Layer Plugin Job Type
Fixed-area protection WorldGuard Admin-defined regions — spawn, safe zones, event arenas — with flags controlling PvP, building, mob spawning, and more Prevention
Player self-service claims A claims plugin (e.g. GriefPrevention) Players protect their own builds without asking staff — claim a chunk, trust friends, done Prevention
Logging and rollback CoreProtect Records every block placed and broken so you can inspect who did what and roll it back Recovery

WorldGuard — the areas you control

WorldGuard is for the places you decide are special: spawn, a market district, a PvP arena. You mark a region (using WorldEdit selections — see WorldEdit basics) and set flags on it: pvp deny in the safe zone, build deny at spawn, and so on. It's the admin's tool for fixed, important areas. Start by protecting spawn — it's the space most likely to get hit.

A claims plugin — the areas players control

WorldGuard doesn't scale to "every player's house," and you don't want to hand-define a region for everyone. A claims plugin lets players protect their own land themselves. GriefPrevention is the classic, free, no-frills pick: players claim an area (traditionally with a golden shovel), trust their friends into it, and nobody else can build there. There are richer alternatives, but for most servers one solid claims plugin is plenty.

🎯 Good to know: Run one claims plugin, not two. WorldGuard (fixed admin regions) and a claims plugin (player self-service) do different jobs and coexist fine. But two competing claim systems fighting over the same land is a recipe for confusion and conflicts — pick one for player claims and stick with it.

CoreProtect — the undo button

CoreProtect quietly logs everything: who placed a block, who broke one, when. When grief happens anyway, you inspect the area (/co inspect, then punch blocks to see their history) and roll back the damage (/co rollback with a player and time window) as if it never happened. The one rule: install it early. It can only roll back what it recorded, so it has to be running before the grief, not installed in a panic afterward.

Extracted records

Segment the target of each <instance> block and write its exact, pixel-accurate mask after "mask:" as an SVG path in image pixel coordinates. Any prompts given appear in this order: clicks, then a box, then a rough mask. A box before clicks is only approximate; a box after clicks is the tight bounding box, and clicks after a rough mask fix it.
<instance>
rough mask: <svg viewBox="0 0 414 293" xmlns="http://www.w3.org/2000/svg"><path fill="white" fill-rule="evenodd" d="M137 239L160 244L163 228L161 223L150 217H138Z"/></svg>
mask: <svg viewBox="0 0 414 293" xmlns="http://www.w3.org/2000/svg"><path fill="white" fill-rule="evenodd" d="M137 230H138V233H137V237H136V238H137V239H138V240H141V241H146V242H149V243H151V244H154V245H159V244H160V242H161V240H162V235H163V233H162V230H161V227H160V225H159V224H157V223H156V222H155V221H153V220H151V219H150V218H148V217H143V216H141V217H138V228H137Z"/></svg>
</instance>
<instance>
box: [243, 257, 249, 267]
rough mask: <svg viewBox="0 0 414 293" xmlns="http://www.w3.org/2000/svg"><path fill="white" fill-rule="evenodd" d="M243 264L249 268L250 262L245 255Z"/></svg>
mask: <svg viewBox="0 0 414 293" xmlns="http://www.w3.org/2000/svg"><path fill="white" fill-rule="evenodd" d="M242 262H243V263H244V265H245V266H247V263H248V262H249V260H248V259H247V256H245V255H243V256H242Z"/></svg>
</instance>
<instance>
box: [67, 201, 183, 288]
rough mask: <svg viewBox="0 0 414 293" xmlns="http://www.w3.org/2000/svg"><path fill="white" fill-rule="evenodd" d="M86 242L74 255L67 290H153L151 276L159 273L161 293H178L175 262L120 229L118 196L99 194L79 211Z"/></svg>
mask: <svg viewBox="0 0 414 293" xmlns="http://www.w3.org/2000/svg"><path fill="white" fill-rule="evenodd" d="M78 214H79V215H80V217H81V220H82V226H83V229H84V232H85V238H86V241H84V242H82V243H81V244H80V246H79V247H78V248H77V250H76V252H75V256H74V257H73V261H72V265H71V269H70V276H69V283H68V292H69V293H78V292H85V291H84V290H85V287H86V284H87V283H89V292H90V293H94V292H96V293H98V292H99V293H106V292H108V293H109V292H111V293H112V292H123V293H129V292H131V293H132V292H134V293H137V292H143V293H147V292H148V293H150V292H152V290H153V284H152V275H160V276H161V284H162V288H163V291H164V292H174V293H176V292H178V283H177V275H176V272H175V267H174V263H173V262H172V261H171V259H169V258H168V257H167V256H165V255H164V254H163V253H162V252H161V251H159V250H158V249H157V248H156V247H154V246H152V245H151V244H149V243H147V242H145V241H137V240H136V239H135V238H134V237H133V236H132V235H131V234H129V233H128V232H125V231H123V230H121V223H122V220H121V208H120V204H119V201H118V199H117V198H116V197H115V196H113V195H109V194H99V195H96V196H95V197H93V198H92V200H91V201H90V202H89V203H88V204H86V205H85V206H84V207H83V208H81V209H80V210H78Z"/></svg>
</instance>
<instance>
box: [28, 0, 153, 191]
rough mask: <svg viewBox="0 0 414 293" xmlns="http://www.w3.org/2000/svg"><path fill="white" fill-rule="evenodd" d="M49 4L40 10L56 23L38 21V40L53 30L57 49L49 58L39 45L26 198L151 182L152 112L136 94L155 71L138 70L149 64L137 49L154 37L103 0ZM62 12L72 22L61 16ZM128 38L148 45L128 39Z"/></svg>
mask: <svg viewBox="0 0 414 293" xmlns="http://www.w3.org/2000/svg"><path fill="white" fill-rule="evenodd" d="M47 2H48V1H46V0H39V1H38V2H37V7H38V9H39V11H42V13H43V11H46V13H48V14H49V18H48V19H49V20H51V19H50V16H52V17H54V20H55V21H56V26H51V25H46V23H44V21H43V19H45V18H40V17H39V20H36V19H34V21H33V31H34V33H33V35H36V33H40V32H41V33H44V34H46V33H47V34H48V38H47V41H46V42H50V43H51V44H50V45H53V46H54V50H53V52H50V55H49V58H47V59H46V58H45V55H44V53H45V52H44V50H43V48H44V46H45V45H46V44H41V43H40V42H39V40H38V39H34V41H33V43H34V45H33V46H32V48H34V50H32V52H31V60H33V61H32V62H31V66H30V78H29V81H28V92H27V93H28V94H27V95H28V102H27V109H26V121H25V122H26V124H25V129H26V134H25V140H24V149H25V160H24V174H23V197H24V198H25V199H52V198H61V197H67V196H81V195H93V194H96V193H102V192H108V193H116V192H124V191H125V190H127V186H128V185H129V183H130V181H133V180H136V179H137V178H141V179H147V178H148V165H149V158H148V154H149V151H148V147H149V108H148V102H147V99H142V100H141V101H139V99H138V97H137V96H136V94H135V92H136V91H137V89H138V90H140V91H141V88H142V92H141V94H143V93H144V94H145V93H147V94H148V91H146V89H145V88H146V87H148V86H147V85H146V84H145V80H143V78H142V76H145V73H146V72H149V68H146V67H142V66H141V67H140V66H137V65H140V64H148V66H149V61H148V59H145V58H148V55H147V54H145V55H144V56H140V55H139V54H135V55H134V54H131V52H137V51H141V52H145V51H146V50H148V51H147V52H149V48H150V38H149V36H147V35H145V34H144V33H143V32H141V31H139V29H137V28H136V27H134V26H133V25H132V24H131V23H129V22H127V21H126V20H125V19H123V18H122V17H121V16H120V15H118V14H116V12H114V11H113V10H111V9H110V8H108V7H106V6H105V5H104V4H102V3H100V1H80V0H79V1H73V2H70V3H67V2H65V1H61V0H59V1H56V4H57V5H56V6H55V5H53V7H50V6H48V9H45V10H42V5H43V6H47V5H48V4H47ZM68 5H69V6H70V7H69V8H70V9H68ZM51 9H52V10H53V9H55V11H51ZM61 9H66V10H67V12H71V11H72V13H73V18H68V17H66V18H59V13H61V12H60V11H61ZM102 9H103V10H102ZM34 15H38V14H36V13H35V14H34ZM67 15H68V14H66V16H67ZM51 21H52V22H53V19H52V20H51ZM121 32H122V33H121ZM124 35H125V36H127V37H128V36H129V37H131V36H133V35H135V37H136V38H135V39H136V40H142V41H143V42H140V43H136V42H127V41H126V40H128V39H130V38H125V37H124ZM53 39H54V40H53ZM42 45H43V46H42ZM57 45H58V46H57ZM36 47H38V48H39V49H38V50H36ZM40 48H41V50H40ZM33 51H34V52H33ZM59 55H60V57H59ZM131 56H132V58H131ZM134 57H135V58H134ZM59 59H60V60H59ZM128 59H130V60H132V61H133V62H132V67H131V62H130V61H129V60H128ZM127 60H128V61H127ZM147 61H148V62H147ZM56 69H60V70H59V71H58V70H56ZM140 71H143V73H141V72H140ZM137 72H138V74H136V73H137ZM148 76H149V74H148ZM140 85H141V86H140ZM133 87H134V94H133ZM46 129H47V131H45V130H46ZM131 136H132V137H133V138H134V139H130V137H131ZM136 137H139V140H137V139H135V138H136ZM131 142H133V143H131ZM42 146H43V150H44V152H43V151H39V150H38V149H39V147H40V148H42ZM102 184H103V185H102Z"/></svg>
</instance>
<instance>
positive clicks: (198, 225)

• _List of tasks_:
1. Output everything in the text on server protection plugins from "WorldGuard doesn't scale" down to "plugin is plenty.", copied word for word.
2. Carry the text on server protection plugins forward from its final sentence, writing the next part.

• _Answers in order_:
1.
WorldGuard doesn't scale to "every player's house," and you don't want to hand-define a region for everyone. A claims plugin lets players protect their own land themselves. GriefPrevention is the classic, free, no-frills pick: players claim an area (traditionally with a golden shovel), trust their friends into it, and nobody else can build there. There are richer alternatives, but for most servers one solid claims plugin is plenty.

2.
How the layers cover each other

Picture a griefer at spawn:

  1. WorldGuard stops them breaking blocks in the spawn region outright — most attempts die here.
  2. They wander to a player's house instead — the claims plugin stops them, because that land is claimed.
  3. They find a gap prevention didn't cover — maybe a flag you forgot, maybe an op mistake. CoreProtect logged it, so you roll it back in seconds.

Each layer catches what the one before missed. That's the whole point of a stack.

💡 Tip: All three lean on LuckPerms. Their admin commands — defining regions, running rollbacks — should be gated behind a staff rank so regular players can't protect the wrong things or undo legitimate builds. Set your rank ladder first (LuckPerms ranks).

The honest limits

  • Protection is only as good as your ops. None of this stops a trusted operator with a grudge — CoreProtect can undo their damage, but nothing prevents someone you gave power to. Hand out op sparingly.
  • Rollbacks have a horizon. CoreProtect keeps history for as long as its database holds; very old grief may age out. Roll back promptly.
  • Flags and claim rules can conflict if you're careless — e.g. a WorldGuard build deny region overlapping a player claim. Keep admin regions and player-claim zones in different areas where you can.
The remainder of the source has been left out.